→ **Exercise objective**:
Select every line in the rows below that contains the word "trunk" and copy each of those lines.

++++++++

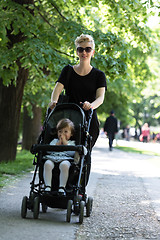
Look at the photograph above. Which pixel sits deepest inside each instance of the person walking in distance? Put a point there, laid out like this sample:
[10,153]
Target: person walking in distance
[110,128]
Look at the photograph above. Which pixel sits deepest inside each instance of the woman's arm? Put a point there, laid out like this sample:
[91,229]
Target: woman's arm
[55,94]
[100,93]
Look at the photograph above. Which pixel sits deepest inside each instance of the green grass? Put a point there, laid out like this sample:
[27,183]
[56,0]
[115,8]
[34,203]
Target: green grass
[136,150]
[12,170]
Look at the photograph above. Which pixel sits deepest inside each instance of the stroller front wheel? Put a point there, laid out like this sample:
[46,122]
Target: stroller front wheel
[69,210]
[81,212]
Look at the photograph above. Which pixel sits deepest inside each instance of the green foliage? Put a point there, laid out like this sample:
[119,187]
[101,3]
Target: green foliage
[11,170]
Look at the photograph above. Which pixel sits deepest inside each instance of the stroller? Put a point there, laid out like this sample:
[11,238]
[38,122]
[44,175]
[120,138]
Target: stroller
[76,198]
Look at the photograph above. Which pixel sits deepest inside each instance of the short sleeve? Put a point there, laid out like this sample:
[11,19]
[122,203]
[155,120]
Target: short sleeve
[54,141]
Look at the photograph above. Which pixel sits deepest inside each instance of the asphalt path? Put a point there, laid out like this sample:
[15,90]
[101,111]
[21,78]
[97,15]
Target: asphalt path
[53,225]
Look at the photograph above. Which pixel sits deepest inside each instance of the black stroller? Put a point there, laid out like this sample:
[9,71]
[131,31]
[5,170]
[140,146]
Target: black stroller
[76,198]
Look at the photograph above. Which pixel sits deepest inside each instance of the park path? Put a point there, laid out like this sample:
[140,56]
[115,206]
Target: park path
[126,192]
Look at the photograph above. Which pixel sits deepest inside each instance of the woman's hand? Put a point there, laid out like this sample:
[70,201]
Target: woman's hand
[86,105]
[52,105]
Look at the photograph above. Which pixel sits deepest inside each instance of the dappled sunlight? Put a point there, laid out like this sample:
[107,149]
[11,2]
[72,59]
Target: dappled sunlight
[116,162]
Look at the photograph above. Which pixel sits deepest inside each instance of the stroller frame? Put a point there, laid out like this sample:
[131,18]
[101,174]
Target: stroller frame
[76,198]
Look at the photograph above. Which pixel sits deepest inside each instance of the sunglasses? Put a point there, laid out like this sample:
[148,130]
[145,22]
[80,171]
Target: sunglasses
[87,49]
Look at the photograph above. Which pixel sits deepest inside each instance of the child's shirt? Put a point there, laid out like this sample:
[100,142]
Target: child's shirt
[60,156]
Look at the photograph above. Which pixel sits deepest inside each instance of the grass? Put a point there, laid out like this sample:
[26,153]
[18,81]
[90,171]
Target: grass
[12,170]
[136,150]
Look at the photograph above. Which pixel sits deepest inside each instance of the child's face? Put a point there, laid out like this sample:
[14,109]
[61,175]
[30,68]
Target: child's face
[65,132]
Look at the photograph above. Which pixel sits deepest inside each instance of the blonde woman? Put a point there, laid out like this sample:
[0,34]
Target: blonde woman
[86,84]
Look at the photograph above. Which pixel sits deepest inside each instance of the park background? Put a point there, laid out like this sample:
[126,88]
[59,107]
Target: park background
[37,41]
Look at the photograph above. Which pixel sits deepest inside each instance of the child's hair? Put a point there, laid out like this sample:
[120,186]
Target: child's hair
[65,122]
[85,38]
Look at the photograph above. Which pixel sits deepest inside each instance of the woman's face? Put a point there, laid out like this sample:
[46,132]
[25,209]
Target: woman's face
[85,51]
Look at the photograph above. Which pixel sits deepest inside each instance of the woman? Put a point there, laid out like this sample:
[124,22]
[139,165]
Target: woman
[86,84]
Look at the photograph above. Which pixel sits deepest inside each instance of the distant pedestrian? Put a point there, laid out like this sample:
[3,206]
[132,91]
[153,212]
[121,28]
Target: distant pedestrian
[127,133]
[145,135]
[110,128]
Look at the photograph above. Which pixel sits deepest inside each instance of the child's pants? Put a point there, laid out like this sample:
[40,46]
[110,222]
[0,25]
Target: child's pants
[64,172]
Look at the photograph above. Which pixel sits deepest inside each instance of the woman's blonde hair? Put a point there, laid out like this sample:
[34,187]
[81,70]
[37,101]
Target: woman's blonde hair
[85,38]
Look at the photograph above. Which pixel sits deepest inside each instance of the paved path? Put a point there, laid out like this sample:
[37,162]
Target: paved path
[126,198]
[126,192]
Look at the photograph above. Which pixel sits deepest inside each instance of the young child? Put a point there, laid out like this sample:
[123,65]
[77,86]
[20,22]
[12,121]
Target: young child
[65,129]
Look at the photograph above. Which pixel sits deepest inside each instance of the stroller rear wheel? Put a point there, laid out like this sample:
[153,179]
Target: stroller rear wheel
[36,208]
[24,207]
[81,211]
[69,210]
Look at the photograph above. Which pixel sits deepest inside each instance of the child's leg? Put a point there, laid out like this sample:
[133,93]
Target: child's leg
[64,172]
[48,166]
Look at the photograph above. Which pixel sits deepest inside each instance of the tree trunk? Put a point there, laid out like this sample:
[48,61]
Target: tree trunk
[10,105]
[31,127]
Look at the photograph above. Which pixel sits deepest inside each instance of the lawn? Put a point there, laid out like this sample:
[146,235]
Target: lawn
[14,169]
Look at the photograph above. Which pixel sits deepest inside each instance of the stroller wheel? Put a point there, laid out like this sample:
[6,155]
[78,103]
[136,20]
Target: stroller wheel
[89,205]
[44,208]
[24,207]
[69,210]
[36,208]
[81,211]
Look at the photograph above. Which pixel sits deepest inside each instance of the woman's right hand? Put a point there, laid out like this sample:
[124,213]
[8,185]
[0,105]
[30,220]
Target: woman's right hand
[52,105]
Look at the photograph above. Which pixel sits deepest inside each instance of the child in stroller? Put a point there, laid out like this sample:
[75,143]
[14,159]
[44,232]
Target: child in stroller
[75,197]
[65,129]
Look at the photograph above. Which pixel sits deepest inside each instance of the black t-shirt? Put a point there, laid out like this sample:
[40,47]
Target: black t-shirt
[82,88]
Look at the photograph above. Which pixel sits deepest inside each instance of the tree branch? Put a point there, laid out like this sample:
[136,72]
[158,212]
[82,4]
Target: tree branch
[56,8]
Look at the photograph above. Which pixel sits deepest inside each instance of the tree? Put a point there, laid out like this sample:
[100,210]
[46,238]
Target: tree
[36,38]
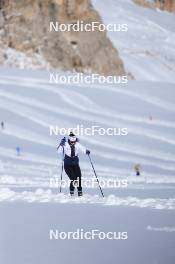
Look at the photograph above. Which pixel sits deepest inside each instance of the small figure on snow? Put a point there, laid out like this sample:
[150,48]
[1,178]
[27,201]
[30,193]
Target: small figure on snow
[18,151]
[137,169]
[2,125]
[71,149]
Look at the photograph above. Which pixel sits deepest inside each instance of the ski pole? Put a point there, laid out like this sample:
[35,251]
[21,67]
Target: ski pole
[62,169]
[96,175]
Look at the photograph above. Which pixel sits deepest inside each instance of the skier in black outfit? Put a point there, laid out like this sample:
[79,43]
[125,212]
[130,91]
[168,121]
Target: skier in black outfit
[71,161]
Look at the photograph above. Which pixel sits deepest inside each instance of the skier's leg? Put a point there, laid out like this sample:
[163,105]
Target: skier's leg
[78,176]
[70,173]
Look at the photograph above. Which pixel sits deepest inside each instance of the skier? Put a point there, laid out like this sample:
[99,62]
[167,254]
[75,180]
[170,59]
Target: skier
[18,151]
[137,169]
[2,125]
[71,161]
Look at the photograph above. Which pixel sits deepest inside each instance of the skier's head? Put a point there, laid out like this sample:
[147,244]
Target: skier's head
[72,139]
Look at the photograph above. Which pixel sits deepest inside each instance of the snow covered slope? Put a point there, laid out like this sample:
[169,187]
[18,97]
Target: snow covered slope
[148,47]
[29,105]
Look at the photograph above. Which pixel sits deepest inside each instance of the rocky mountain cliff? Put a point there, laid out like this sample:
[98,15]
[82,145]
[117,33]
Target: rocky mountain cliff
[24,27]
[168,5]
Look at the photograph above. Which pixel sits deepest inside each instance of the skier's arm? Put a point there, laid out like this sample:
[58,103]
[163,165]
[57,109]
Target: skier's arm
[83,149]
[61,145]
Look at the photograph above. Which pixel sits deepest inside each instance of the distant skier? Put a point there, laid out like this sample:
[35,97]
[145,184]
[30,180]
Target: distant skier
[2,125]
[18,151]
[71,161]
[137,169]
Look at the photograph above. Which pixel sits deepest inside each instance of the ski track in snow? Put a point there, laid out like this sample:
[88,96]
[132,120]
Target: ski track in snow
[46,196]
[33,168]
[168,229]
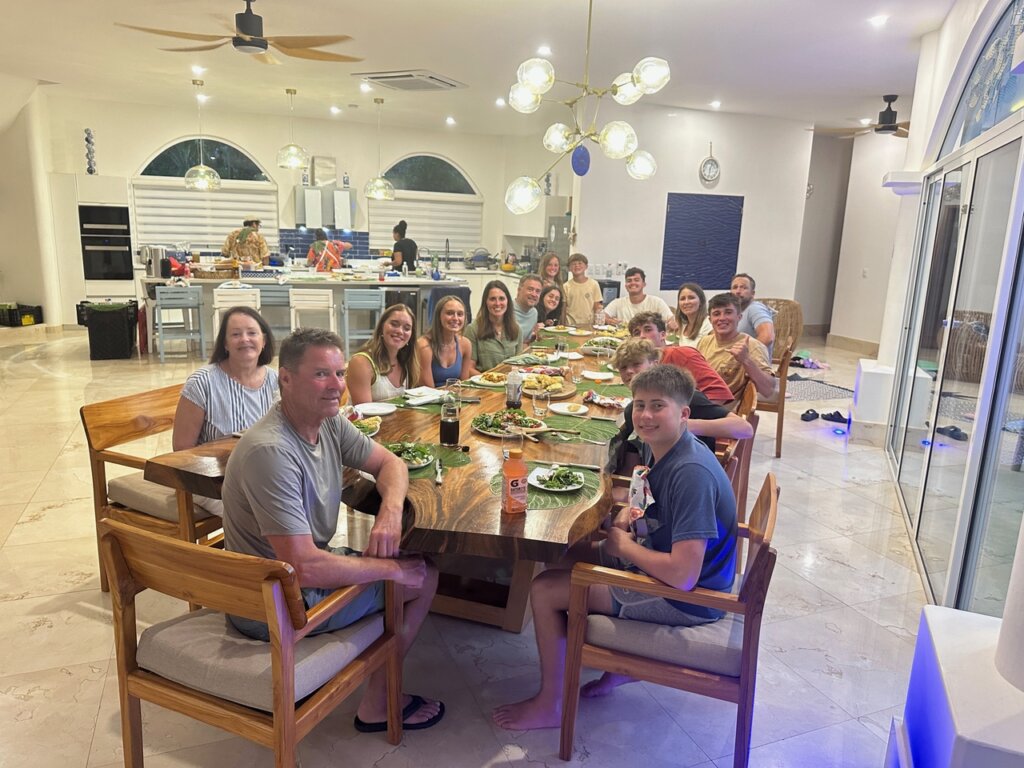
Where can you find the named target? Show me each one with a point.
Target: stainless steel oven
(107, 252)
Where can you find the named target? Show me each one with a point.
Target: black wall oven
(107, 252)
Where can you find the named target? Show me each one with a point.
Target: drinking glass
(541, 400)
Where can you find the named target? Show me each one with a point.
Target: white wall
(822, 232)
(764, 160)
(868, 229)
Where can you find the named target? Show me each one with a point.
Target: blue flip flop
(411, 709)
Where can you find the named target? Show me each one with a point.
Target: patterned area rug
(811, 389)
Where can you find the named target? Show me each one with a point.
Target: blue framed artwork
(701, 240)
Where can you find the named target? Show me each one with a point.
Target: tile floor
(836, 650)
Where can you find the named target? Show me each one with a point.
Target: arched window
(992, 93)
(225, 160)
(428, 173)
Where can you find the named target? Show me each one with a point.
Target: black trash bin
(112, 328)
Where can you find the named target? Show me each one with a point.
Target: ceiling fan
(247, 36)
(887, 124)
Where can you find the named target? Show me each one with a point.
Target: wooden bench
(130, 498)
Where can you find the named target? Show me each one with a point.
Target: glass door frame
(962, 561)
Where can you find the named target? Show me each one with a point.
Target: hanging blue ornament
(581, 160)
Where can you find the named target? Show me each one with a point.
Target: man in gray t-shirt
(282, 496)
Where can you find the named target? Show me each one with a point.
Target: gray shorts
(370, 601)
(640, 607)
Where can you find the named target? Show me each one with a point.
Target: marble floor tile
(853, 660)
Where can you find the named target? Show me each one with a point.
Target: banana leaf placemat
(538, 499)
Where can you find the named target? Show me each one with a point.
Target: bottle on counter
(514, 483)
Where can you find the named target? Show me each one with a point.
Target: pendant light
(201, 177)
(379, 187)
(292, 156)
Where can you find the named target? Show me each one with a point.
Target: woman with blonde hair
(442, 351)
(386, 366)
(690, 315)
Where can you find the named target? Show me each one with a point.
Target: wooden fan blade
(307, 41)
(199, 47)
(316, 55)
(172, 33)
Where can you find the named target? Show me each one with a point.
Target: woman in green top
(495, 334)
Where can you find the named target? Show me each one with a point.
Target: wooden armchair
(777, 406)
(198, 665)
(716, 659)
(131, 499)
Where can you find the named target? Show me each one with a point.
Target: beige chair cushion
(202, 650)
(713, 647)
(138, 494)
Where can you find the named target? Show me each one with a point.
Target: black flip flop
(411, 709)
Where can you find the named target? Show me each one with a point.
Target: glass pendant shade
(558, 138)
(523, 99)
(640, 165)
(202, 178)
(625, 91)
(537, 74)
(651, 74)
(523, 196)
(293, 157)
(379, 188)
(617, 139)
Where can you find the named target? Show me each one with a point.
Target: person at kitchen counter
(626, 307)
(326, 254)
(246, 244)
(404, 249)
(582, 294)
(495, 335)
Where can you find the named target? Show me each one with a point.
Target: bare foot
(524, 716)
(604, 685)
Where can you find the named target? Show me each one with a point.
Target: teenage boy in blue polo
(690, 542)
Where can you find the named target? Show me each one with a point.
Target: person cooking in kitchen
(247, 244)
(404, 248)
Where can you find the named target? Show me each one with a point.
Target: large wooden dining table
(487, 559)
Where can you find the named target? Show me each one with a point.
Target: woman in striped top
(232, 391)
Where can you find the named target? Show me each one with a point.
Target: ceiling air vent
(410, 80)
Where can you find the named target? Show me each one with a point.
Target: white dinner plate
(538, 474)
(375, 409)
(568, 409)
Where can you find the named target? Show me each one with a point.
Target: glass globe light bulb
(202, 178)
(379, 188)
(537, 74)
(617, 139)
(651, 74)
(640, 165)
(293, 157)
(523, 99)
(522, 196)
(558, 138)
(625, 90)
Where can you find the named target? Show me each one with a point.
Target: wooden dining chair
(130, 498)
(198, 665)
(717, 659)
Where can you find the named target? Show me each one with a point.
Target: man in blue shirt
(757, 320)
(687, 539)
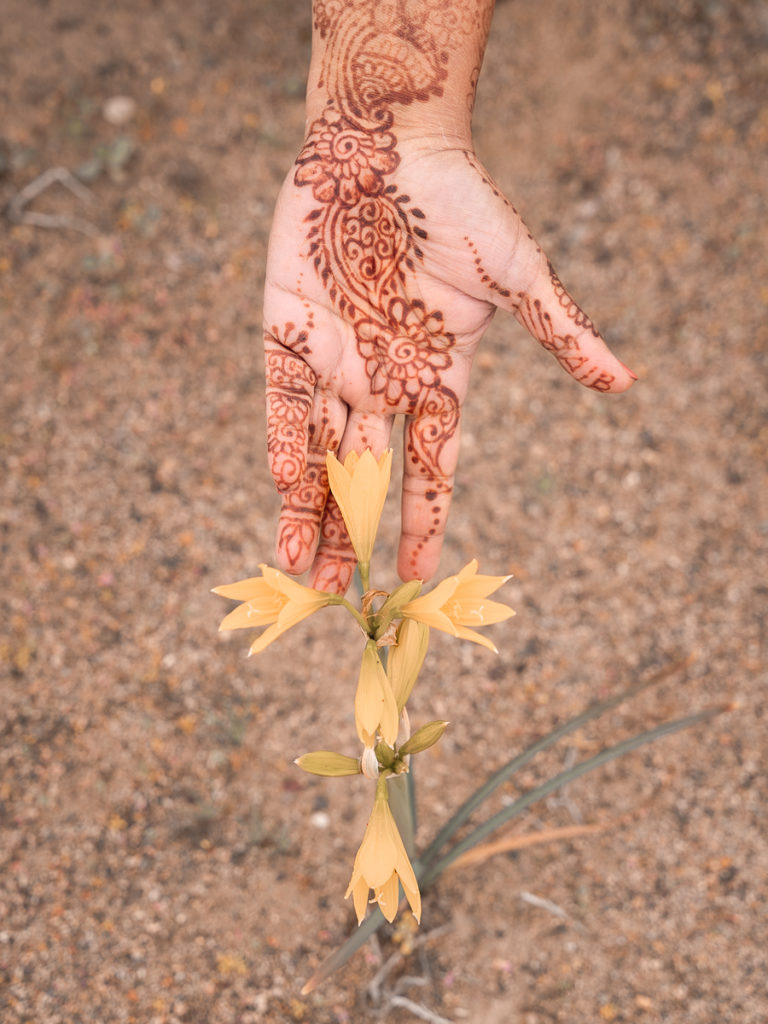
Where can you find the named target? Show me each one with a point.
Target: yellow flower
(381, 861)
(375, 708)
(459, 602)
(272, 598)
(359, 486)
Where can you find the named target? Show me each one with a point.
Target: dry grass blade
(487, 850)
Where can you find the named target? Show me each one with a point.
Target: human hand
(389, 253)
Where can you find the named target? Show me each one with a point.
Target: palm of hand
(379, 313)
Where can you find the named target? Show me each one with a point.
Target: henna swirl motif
(340, 162)
(364, 238)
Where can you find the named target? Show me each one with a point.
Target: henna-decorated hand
(388, 257)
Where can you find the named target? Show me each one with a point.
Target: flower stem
(403, 810)
(363, 622)
(365, 570)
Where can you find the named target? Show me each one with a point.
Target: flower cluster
(397, 625)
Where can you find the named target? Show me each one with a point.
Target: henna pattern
(364, 237)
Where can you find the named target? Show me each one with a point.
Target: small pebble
(119, 110)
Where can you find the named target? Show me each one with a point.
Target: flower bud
(370, 763)
(328, 763)
(423, 738)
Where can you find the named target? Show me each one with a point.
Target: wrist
(412, 70)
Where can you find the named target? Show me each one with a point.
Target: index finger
(431, 454)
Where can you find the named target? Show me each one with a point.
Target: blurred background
(161, 858)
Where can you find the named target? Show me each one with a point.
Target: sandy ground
(161, 859)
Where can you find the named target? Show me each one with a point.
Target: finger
(290, 391)
(431, 456)
(513, 273)
(559, 324)
(335, 561)
(303, 505)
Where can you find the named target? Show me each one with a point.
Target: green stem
(365, 570)
(403, 812)
(364, 624)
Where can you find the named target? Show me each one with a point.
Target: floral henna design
(364, 238)
(290, 389)
(337, 567)
(565, 348)
(302, 512)
(572, 309)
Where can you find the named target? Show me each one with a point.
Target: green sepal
(423, 738)
(399, 597)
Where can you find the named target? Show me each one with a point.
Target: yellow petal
(406, 658)
(359, 486)
(414, 898)
(329, 764)
(252, 613)
(369, 698)
(245, 590)
(464, 634)
(481, 612)
(387, 896)
(390, 716)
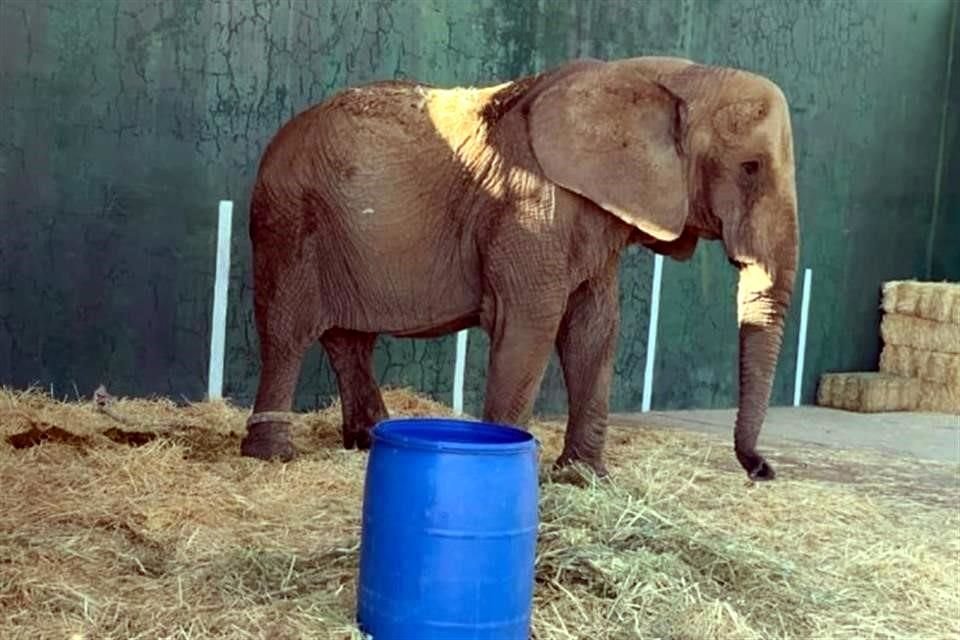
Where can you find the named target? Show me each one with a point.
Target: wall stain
(125, 121)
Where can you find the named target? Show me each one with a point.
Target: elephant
(401, 208)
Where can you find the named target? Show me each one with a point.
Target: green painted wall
(123, 122)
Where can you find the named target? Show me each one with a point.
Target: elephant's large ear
(614, 136)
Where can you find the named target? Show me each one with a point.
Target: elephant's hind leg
(351, 354)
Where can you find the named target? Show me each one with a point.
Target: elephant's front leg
(522, 338)
(586, 344)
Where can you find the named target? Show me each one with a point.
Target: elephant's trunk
(762, 299)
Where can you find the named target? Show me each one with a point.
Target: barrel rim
(390, 431)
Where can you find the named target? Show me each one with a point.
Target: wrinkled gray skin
(397, 208)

++++++++

→ **Completed task**:
Look at the photograph above. Which pixel sits deepest inside each instance of the tree trunk? Put a point there, laid out like this sample:
Target: tree trunk
Target: elephant's trunk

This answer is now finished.